BEGIN MATERIAL PROVIDED

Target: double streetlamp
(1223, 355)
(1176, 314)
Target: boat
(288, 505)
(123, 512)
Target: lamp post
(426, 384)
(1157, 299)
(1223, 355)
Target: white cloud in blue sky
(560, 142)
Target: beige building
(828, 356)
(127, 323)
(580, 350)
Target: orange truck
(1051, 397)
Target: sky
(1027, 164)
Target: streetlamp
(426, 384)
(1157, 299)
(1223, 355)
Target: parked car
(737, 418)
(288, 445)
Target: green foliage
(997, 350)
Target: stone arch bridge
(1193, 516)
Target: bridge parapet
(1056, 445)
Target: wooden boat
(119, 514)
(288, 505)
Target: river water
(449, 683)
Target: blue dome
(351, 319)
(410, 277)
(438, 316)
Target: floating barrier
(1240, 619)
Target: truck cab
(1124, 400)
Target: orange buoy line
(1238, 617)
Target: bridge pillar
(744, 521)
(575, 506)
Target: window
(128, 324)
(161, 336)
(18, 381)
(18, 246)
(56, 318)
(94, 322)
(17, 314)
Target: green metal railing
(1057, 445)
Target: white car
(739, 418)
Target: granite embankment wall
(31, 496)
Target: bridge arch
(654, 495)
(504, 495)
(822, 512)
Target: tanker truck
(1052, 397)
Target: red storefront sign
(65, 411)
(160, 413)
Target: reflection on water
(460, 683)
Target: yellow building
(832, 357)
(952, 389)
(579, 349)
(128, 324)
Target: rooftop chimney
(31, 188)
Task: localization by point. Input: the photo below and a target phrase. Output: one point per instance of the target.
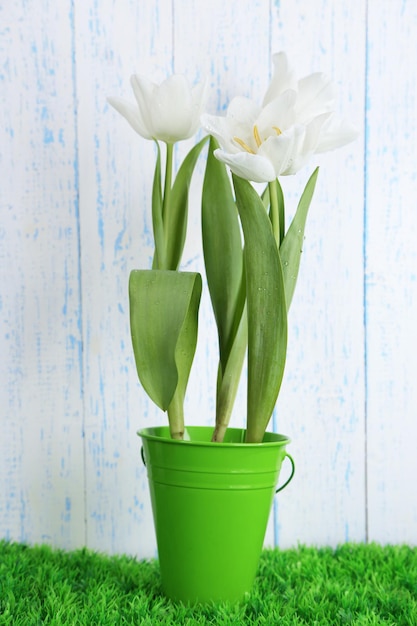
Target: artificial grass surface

END MATERIAL PROVIDED

__DIRECTIONS FOR THIS TASK__. Could every entry be restated word for word, pictures excluded?

__EXERCISE RESULT__.
Target: double streetlamp
(1223, 355)
(1176, 314)
Target: boat
(288, 505)
(123, 512)
Target: lamp post
(426, 384)
(1157, 299)
(1223, 355)
Target: white cloud in blue sky
(560, 142)
Target: beige building
(828, 356)
(127, 323)
(580, 350)
Target: orange truck
(1051, 397)
Target: sky
(1027, 164)
Target: streetlamp
(426, 384)
(1157, 299)
(1223, 355)
Target: parked car
(737, 418)
(288, 445)
Target: green foliage
(997, 350)
Target: stone arch bridge
(1193, 516)
Target: bridge parapet
(1056, 445)
Target: wooden boat
(119, 514)
(288, 505)
Target: river water
(449, 683)
Target: blue dome
(351, 319)
(410, 277)
(438, 316)
Target: floating barrier
(1240, 619)
Target: truck cab
(1124, 400)
Target: orange buoy line
(1238, 617)
Target: bridge pillar
(744, 521)
(575, 506)
Target: window
(128, 324)
(161, 336)
(18, 381)
(18, 246)
(56, 318)
(94, 322)
(17, 314)
Target: green metal railing
(1057, 445)
Target: white car
(739, 418)
Target: granite embankment wall
(31, 496)
Target: bridge arch
(654, 495)
(504, 495)
(822, 512)
Target: tanker truck
(1052, 397)
Target: red storefront sign
(65, 411)
(160, 413)
Target: reflection on water
(460, 683)
Target: yellow building
(832, 357)
(952, 389)
(579, 349)
(128, 324)
Target: rooftop chimney
(31, 188)
Task: localization by point. Input: the photo below and a target phrase. Output: one point per instance of the target.
Target: artificial grass surface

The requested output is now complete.